_WORK TO COMPLETE:_
(A) In the text on canned tuna, how long does opened tuna stay safe in refrigeration?
(B) Rewrite the paragraph beginning "Methylmercury is an organic compound" from the text on canned tuna as a short bulleted list that keeps its main facts.
=== GIVEN TEXT ===
Unopened cans of tuna are virtually safe from foodborne illness forever. As such, “Sell-by” dates, “Best if used by” dates, “Use by” dates, and “Closed or coded” dates are in reference to food quality, not food safety. The recommended shelf life for canned tuna is 2–5 years, as long as the can is in good condition. Damaged or swollen cans of tuna could indicate that the contents are no longer safe to consume. Cans of tuna should also never be frozen or stored in environments exceeding 90 degrees Fahrenheit, as this could compromise the seals. Cans should also be washed before opening to prevent bacteria on the exterior of the can from contaminating the food. Canned tuna that has been opened should not be eaten if left out at room temperature for over two hours (or just one hour if the ambient temperature is over 90 degrees Fahrenheit). Opened tuna is only safe in refrigeration for 3–5 days.

ii. Mercury and Recommended Servings

Methylmercury is an organic compound that can build up in an organism over time through ingestion or absorption. Most bodies of water contain mercury due to atmospheric deposition from industrial pollution, such as burning of coal or mining, and as a result of natural processes such as volcanic eruptions and forest fires. Mercury reacts with organic matter in the water and creates the compound methylmercury. Bodies of water that contain the most mercury are typically found near wetlands, forests, or mining sites.
=== STORED DATA ===
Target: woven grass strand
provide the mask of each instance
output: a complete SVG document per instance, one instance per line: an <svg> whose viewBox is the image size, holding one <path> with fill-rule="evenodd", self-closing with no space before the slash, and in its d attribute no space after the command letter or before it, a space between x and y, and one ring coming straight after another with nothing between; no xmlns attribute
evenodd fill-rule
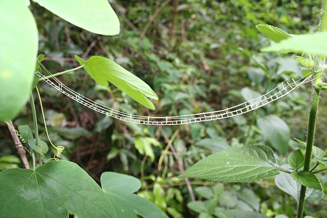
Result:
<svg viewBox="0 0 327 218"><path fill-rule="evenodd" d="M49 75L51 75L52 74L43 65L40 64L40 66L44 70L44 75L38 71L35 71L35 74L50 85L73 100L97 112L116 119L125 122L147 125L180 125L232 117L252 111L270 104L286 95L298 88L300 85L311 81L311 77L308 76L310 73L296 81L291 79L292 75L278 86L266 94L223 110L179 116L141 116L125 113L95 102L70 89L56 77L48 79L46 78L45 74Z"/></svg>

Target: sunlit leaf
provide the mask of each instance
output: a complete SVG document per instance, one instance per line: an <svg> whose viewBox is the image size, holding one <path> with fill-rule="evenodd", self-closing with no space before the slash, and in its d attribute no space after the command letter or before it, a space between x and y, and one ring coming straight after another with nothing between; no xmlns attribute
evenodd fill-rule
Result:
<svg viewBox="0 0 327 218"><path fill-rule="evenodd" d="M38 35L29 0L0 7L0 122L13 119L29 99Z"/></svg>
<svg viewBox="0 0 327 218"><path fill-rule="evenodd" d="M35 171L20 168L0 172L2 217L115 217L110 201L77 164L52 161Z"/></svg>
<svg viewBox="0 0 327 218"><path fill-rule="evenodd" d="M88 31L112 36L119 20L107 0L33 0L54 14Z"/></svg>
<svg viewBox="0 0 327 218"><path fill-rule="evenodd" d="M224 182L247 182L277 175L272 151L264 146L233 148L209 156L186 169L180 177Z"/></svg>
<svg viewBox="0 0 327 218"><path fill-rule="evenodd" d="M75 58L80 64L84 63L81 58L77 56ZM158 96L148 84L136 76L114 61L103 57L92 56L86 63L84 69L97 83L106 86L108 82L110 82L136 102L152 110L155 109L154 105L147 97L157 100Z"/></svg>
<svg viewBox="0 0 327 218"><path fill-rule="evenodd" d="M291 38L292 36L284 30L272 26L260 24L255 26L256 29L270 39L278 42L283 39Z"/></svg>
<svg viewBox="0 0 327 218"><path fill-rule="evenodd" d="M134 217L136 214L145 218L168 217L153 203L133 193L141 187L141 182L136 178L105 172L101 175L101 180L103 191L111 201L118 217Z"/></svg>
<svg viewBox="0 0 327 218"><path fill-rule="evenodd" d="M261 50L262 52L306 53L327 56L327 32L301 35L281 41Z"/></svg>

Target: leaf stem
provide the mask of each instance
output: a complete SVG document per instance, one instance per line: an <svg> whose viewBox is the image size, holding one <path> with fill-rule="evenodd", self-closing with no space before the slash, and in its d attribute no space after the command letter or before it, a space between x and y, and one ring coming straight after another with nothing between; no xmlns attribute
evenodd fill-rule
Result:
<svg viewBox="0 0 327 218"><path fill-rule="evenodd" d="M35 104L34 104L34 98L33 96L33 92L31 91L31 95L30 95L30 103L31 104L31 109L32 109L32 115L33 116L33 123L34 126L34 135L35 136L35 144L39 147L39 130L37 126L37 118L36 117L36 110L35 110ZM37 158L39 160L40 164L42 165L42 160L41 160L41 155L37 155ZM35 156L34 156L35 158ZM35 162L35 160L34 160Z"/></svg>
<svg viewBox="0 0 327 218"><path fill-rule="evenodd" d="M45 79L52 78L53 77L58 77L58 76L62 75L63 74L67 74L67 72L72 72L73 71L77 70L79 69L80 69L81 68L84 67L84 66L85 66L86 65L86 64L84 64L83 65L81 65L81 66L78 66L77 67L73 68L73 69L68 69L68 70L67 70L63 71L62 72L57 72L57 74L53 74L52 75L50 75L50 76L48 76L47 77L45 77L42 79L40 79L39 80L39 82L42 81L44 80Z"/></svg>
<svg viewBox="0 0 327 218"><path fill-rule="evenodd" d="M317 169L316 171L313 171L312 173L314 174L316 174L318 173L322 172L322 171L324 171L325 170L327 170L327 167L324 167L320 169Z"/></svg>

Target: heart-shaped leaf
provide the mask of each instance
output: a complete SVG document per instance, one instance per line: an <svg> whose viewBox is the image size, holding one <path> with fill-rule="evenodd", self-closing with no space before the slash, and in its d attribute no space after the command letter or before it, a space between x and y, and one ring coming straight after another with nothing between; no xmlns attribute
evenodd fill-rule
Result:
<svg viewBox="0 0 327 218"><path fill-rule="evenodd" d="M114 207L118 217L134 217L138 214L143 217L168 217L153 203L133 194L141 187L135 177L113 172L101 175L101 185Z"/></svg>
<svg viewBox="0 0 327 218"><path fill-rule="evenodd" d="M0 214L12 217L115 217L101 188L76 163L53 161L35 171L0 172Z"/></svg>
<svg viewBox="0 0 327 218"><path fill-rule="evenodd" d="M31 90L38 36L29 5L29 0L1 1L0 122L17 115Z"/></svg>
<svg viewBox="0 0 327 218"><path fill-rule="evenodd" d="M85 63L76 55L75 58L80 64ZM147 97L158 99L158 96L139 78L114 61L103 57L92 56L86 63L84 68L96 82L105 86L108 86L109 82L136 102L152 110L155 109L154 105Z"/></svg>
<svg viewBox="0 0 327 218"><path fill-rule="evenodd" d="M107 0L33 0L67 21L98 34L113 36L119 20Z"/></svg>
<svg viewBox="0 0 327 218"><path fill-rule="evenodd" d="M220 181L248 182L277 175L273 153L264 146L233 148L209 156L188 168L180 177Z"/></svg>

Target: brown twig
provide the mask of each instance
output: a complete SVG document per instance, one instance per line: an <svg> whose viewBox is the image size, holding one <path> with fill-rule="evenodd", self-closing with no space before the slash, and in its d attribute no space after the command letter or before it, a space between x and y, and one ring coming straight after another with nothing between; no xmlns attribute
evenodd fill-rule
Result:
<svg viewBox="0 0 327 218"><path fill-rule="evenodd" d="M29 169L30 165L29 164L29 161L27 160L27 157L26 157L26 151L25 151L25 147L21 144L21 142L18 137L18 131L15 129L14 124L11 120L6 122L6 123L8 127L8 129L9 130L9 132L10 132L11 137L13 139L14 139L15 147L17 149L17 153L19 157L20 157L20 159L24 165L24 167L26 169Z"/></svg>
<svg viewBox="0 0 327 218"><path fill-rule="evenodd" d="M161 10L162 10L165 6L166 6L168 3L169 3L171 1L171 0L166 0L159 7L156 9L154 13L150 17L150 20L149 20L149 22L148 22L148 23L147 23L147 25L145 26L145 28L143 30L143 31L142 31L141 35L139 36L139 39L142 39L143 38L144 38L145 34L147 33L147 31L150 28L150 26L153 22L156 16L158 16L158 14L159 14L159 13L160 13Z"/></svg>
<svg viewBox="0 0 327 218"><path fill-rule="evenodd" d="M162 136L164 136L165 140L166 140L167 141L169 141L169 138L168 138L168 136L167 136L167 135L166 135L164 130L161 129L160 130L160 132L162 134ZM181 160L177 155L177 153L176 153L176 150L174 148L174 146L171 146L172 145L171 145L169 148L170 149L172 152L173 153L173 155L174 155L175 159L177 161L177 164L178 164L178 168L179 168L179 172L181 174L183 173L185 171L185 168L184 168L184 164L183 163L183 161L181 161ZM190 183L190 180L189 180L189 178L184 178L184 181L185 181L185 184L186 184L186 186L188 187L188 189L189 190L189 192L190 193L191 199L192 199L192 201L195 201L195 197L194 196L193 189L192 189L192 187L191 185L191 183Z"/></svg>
===
=== STORED DATA ===
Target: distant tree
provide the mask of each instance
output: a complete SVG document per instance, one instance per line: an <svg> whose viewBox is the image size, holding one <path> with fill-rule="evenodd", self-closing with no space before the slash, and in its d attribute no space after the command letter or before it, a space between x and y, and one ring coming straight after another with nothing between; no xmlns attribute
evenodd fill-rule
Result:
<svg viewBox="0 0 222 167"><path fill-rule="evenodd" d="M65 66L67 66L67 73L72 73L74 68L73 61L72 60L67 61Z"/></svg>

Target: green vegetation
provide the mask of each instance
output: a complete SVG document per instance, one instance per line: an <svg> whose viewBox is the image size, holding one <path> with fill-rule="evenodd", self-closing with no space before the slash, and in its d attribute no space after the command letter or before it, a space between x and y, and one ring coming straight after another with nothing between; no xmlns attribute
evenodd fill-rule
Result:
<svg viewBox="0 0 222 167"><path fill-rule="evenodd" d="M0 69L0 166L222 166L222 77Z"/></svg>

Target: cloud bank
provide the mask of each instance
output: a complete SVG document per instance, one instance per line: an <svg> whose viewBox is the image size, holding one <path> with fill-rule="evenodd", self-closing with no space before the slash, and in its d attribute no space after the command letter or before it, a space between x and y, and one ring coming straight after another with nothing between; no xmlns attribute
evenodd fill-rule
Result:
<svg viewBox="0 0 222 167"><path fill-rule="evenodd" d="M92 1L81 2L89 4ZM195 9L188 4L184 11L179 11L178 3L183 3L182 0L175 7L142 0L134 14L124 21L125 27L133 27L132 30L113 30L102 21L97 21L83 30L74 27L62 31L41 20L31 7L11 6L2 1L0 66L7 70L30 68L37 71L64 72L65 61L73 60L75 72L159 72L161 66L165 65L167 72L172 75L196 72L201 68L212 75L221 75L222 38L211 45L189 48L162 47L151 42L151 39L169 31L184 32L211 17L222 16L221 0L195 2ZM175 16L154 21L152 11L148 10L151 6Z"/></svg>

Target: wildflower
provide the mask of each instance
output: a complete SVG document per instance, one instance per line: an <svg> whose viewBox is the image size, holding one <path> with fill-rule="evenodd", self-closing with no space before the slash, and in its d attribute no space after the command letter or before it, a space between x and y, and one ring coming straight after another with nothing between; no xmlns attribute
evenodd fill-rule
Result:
===
_TASK ANSWERS:_
(A) Opened tuna is safe in refrigeration for 3–5 days.

(B)
- Methylmercury is an organic compound that can build up in an organism over time through ingestion or absorption.
- Most bodies of water contain mercury from atmospheric deposition of industrial pollution, such as coal burning or mining, and from natural processes such as volcanic eruptions and forest fires.
- Mercury reacts with organic matter in the water to create methylmercury.
- Bodies of water with the most mercury are typically near wetlands, forests, or mining sites.